Consigne A: Indiquez par oui ou par non si chacune des affirmations suivantes concorde avec l'extrait, en citant textuellement les mots qui tranchent : (i) Jed est riche et reconnu des milieux artistiques ; (ii) le récit ne couvre que quelques années ; (iii) la fin du roman montre une France encore enlisée dans la crise.

-------- Extrait

Solitaire et quelque peu misanthrope, Jed poursuit une carrière faite de virages brusques et de reniements. Ses relations se limitent à des contacts professionnels et vaguement amicaux. Sa vie amoureuse est dépeuplée et sans trépidation. Riche et reconnu des milieux artistiques, il s'enferme dans un territoire personnel grillagé et limité par la représentation qu'il a du monde.

Le récit semble commencer au cours des années 2010 pour s'achever plusieurs décennies plus tard. L'instance narratrice est installée au bout du récit, elle fait le point sur les différentes phases artistiques de Jed, sur les différentes périodes de son existence en général : enfance, adolescence, maturité, vieillesse. La fin du roman annonce un futur radieux dans une France qui a dépassé avec succès diverses crises économiques. Intéressant mais légèrement inquiétant, comme un 1984 en gestation.

----------------
-------- Enregistrements fournis

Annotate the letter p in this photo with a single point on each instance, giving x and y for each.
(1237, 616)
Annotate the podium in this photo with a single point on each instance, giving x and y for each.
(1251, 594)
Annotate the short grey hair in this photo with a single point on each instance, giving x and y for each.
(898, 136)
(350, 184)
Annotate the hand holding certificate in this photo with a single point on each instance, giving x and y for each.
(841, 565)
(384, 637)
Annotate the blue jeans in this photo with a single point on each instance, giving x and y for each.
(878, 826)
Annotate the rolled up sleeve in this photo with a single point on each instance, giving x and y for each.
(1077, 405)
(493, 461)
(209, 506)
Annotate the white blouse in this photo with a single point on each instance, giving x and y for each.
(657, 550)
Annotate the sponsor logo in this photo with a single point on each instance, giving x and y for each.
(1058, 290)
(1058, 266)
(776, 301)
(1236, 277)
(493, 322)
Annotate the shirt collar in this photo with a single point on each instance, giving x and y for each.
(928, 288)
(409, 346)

----------------
-------- Enregistrements fournis

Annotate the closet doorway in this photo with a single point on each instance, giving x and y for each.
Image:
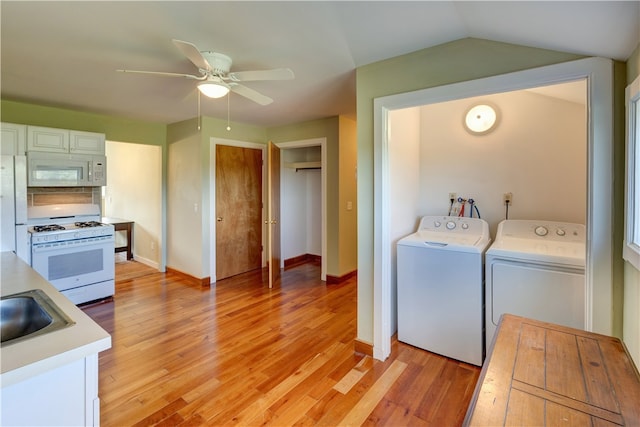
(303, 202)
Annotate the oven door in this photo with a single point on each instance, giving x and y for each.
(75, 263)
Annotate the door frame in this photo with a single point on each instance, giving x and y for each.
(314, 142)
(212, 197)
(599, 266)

----------------

Consigne B: Sélectionnez chaque ligne des enregistrements qui contient la chaîne "point", en tenant compte de la casse.

Réponse rédigée A:
(i) Oui : « Riche et reconnu des milieux artistiques ».
(ii) Non : « pour s'achever plusieurs décennies plus tard ».
(iii) Non : « La fin du roman annonce un futur radieux dans une France qui a dépassé avec succès diverses crises économiques ».

Réponse rédigée B:
Annotate the letter p in this photo with a single point on each instance, giving x and y for each.
Annotate the podium in this photo with a single point on each instance, giving x and y for each.
Annotate the short grey hair in this photo with a single point on each instance, giving x and y for each.
Annotate the hand holding certificate in this photo with a single point on each instance, giving x and y for each.
Annotate the blue jeans in this photo with a single point on each instance, giving x and y for each.
Annotate the rolled up sleeve in this photo with a single point on each instance, giving x and y for each.
Annotate the white blouse in this photo with a single point on each instance, giving x and y for each.
Annotate the sponsor logo in this photo with a single point on each instance, giving x and y for each.
Annotate the shirt collar in this photo with a single point on each instance, giving x and y for each.
Annotate the closet doorway in this photo with a single point on each instance, giving x and y for each.
Annotate the oven door in this photo with a single point on each instance, giving x and y for each.
Annotate the door frame in this photo with a single point on each instance, giving x and y for each.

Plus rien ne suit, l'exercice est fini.